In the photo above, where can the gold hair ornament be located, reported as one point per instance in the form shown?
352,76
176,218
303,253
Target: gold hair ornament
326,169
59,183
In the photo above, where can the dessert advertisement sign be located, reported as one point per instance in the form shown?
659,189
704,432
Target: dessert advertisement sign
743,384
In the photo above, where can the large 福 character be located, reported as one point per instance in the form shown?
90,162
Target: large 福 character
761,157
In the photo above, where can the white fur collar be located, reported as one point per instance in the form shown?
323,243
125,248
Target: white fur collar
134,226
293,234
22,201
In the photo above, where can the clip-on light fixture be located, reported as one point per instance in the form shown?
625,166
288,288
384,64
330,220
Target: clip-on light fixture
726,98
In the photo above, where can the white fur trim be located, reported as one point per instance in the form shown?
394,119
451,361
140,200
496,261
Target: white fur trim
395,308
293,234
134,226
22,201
::::
Reproduce the listing above in full, substituting "be found" for every occurrence of "be located" and leaving all else unchanged.

In the photo above, where can the gold hair ornament be found, reported as one point per instance in the form shown?
352,76
176,218
303,253
Target: gold hair ornament
326,169
59,183
In the photo above, where can the dessert advertisement sign be found, reported as one point per instance in the form shown?
659,189
704,432
Target: dessert advertisement sign
743,384
In the photo above, where can the large 福 character be found, reported as one point per instance in the form shown?
90,162
Target: large 福 character
761,157
In the photo above, where can the white fur collar be found, reported as one point per instance in the form shown?
323,243
125,248
Target: white fur collar
134,226
293,234
22,201
In the photo above, where can the clip-on light fixture be found, reported as one point per instance in the form shown?
625,166
288,288
384,64
330,220
Target: clip-on light fixture
726,98
In the photo above, where can the white fur trim be found, reported as one point per instance in the form shown?
394,119
451,361
140,200
496,261
Target: white fur trim
395,308
293,234
134,226
22,201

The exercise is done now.